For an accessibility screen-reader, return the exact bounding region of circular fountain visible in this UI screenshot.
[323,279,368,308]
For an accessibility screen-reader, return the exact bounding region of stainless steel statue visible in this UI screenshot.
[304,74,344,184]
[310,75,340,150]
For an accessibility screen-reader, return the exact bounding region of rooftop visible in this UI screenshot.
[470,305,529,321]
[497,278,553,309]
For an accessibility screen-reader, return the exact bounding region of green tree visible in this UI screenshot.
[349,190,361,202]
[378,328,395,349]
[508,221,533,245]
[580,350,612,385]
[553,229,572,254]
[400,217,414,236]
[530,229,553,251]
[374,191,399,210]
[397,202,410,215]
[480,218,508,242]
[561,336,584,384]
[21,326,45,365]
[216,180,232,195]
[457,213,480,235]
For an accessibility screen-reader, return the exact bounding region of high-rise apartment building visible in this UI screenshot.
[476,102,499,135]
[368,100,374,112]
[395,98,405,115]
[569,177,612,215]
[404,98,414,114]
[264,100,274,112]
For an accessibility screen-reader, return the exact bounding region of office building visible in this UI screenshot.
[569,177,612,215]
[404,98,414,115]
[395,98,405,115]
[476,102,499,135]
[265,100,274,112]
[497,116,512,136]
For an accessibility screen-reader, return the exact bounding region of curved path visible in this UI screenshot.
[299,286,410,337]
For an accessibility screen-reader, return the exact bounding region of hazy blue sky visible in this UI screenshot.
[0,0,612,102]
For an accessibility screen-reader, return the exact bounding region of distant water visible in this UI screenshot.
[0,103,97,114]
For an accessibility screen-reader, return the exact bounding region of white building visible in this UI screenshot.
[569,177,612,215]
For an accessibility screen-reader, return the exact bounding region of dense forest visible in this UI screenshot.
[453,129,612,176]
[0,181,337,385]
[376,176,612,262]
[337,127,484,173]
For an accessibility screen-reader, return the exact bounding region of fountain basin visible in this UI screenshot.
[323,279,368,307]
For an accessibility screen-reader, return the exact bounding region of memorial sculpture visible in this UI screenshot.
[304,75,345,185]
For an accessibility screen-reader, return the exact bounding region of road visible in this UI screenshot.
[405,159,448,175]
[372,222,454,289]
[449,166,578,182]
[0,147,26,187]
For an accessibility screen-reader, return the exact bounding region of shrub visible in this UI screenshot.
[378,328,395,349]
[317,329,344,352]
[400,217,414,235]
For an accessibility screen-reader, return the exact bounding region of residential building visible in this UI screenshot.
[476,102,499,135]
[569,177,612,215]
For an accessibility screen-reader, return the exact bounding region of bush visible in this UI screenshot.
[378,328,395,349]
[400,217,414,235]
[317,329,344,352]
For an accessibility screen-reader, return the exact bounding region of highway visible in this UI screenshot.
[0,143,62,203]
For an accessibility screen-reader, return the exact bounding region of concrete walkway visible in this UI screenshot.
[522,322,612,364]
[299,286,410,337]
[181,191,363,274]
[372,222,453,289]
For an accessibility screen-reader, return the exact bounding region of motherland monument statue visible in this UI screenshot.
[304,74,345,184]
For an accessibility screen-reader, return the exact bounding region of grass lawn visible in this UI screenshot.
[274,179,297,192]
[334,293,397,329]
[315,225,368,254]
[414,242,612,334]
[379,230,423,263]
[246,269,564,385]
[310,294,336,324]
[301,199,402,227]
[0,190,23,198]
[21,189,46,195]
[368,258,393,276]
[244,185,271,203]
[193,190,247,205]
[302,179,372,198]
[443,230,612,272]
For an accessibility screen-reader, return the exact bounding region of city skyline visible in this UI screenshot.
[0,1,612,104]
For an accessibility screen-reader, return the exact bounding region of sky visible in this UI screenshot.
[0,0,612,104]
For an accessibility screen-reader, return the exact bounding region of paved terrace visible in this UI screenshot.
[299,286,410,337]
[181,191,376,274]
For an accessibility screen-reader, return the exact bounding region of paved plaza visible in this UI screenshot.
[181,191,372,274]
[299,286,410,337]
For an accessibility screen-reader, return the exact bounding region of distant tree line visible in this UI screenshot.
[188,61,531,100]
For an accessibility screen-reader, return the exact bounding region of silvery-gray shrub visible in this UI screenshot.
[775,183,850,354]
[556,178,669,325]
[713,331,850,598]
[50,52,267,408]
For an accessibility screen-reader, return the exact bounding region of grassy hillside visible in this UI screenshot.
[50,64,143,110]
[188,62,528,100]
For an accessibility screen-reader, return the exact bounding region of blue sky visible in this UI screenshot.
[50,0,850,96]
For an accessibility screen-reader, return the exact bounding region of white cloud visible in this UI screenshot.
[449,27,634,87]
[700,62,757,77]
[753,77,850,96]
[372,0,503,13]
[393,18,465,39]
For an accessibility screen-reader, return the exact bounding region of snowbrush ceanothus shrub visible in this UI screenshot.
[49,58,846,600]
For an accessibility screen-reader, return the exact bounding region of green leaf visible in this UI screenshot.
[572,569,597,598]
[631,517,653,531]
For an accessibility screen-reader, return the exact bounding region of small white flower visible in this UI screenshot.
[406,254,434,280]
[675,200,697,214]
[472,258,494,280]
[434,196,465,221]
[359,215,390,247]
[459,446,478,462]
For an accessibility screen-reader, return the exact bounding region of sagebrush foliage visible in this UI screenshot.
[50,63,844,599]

» PROBLEM TO WORK ON
Pull out every line in the records above that contains the word "fountain", and count only matches with the same capitalization.

» REPLY
For an accessibility screen-reader, return the exact bounding region of circular fountain visible in this UI screenshot.
For an accessibility screen-reader, return the exact bounding region of fountain basin visible in this UI screenshot.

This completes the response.